Texto de origen:

• • • •

Oh, esa chica
/Chica americana en Italia. Ruth Orkin/
Una vez saqué un billete de tren de esos que van a todos los lugares y me subí en mi estación amiga, la de al lado de casa, aquella a la que solía ir cuando esperaba a alguien o cuando no esperaba, y me marché en busca de alguna aventura que levantara el tedio del verano, un verano muy metido en levante, un verano que obligó a que la Virgen del Carmen se quedara en el puerto y no pudiera cruzar los fiordos atlánticos de los azules esteros que rodeaban mi casa.
Saqué un billete de tren y era la primera vez que iba a viajar sola, sin primas, sin amigas, sin familiares y sin chico. Esperaba que todos me dejaran tranquila y que el chico, uno nuevo, apareciera en cualquier recodo, cafetería, autobús o parque. Entonces yo era muy de parques, muy de andar, muy de subir y bajar escaleras, muy de escalar el mundo en tren o en autobús. Y muy de iglesias. Entraba en las iglesias a descansar, a dejarme llevar por su silencio, por su especial atmósfera, y miraba las imágenes haciéndoles preguntas y dejándoles ruegos.
Dejé el soleado sur para llegar a un norte húmedo pero de ahí continué hacia delante y llegué a otro sur más extraño para mí salvo por el cine. Un sur de cine de comedias. Un sur de un país junto a otro, un sur pictórico, en el que las lavandas y las lilas eran un tapiz perfecto y único, un sur con tiovivos en las plazas, con mesas pintadas de verdes y ventanas pintadas de azul, con camas anchas, blandas y con sábanas recién planchadas, un sur con quiches, con puentes, con restos romanos, con calas y con barcos a lo lejos.
Creo que buscaba entonces alguna clase de verdad, alguna explicación que pudiera servirme de guía para el futuro, alguna respuesta a todas las preguntas que me iba haciendo constantemente sin hallarles resuello. Buscaba algo, algo que no se despegara de las manos, que no me avergonzara, que no me hiciera sentir ausente, sola, despreciada o perdida. Creo que buscaba también esa clase de abrazos que son tan cómplices que surgen de cualquier sitio, de cualquier cuerpo, de cualquier situación. Creo que buscaba luz, luz al modo de los ilustradores, de los mágicos flashes de las cámaras de fotos.
El chico se llamaba César y era catalán pero estaba en ese sur lo mismo que yo, deambulando. Nos cruzamos en una calle en un mediodía de calor casi desértico, en una calle solitaria y en zigzag. Yo llevaba un vestido de gasa finísima de color aguamarina, aunque quizá tirara un poco a celeste. Ese fue uno de los vestidos que hubieran merecido ser guardados y, con el paso del tiempo, exponerlo en mis armarios como un vestido fetiche, un vestido con suerte. Tenía el escote de pico recorrido por un encaje del mismo color y sobre las mangas volvía a caer de nuevo el encaje, que se podía tocar sin dejar de percibir su suavidad, su fresca calidez. Llevaba un sombrero azul turquesa, unas sandalias blancas sin tacón y un bolso en bandolera. En ese bolso lo contenía todo.
¿Qué habrá sido de César? Después de aquellos días ninguno de los dos cumplimos la promesa de seguir en contacto. Creo que él tenía novia y yo no quería compromisos. Como siempre, huía del compromiso. Pero esos días, esos cuatro o cinco días en los que compartimos el olor a lavanda de los campos, el fresco despertarse de las sábanas, la huella firme del vaso de helado en la mesita, la música en el pueblo, en la plaza, el abrazo de los cuerpos y la unión de los ojos... esos días, cuatro o cinco a lo sumo, se convirtieron durante mucho tiempo en el espacio íntimo de los sueños que vuelven una y otra vez a asaltarnos. César y yo rompimos las reglas del idioma, avivamos el fuego de los besos y escribimos una página única que ninguno de los dos ha podido, estoy segura, borrar de su biografía.

• • • •

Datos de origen
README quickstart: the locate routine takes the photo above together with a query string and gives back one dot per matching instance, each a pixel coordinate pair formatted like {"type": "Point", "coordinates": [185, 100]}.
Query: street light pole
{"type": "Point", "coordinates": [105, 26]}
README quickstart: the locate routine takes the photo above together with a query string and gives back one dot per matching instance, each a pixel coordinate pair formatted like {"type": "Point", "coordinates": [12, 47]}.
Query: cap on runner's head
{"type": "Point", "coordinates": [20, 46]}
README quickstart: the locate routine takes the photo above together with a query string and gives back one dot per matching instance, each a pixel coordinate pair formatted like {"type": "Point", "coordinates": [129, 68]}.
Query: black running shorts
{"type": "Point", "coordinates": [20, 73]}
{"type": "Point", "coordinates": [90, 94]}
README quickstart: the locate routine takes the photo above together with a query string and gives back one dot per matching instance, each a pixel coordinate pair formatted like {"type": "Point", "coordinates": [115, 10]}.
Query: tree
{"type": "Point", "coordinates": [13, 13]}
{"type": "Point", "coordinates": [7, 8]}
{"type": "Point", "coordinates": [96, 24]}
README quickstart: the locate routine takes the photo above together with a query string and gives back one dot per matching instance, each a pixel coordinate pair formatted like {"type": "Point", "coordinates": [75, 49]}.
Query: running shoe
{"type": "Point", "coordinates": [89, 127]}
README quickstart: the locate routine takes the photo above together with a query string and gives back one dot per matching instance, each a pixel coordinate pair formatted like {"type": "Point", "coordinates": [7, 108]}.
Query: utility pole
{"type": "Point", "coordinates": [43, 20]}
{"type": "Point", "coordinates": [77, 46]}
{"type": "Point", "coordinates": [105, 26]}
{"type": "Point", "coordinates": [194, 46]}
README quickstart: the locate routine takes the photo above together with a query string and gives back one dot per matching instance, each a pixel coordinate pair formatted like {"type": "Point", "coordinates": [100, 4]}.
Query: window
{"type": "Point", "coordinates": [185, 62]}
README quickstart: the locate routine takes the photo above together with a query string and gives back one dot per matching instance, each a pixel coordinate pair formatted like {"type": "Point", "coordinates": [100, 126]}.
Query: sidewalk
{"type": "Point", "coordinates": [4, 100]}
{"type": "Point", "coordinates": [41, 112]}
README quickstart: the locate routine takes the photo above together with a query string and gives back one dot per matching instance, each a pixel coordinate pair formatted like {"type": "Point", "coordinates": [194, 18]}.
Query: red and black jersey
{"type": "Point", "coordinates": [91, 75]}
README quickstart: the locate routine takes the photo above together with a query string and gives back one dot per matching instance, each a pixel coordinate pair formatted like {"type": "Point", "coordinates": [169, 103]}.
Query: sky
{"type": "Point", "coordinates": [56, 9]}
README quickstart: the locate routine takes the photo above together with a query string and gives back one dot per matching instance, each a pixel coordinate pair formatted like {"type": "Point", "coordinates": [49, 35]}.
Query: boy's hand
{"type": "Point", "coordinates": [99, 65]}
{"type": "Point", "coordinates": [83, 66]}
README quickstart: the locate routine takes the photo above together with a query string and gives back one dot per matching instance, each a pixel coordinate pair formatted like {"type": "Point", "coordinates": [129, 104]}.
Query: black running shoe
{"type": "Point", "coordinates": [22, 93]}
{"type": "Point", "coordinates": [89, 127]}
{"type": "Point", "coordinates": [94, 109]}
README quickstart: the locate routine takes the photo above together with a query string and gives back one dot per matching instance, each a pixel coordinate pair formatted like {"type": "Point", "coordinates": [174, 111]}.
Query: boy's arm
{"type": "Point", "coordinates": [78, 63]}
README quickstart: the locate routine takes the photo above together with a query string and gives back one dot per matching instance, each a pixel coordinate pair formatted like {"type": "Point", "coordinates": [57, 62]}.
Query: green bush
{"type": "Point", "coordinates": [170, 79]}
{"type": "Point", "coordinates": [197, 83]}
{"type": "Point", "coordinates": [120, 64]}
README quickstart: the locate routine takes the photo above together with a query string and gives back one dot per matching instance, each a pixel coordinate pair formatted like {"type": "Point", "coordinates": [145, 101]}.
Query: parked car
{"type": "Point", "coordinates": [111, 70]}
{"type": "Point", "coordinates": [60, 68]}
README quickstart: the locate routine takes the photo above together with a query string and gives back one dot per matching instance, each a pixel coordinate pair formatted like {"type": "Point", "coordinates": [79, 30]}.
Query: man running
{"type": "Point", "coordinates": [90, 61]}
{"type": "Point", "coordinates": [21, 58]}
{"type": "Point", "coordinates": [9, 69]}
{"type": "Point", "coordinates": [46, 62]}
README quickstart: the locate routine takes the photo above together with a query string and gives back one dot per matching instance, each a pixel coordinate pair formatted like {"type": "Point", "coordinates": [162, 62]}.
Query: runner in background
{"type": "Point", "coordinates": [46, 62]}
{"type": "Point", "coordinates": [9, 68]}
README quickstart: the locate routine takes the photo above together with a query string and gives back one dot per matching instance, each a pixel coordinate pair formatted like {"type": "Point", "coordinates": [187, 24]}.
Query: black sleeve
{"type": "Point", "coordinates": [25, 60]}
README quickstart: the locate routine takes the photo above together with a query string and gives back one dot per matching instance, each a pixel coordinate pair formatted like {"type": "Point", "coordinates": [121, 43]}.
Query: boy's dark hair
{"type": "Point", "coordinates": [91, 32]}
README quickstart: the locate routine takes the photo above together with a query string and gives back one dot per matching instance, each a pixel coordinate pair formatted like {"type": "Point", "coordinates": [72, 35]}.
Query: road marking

• • • •

Según el relato, ¿por qué César y quien narra no cumplieron la promesa de seguir en contacto? Contesta en una a tres frases. No hace falta mirar las filas.

Porque, según cree quien narra, César tenía novia y quien narra no quería compromisos, ya que, como siempre, huía del compromiso.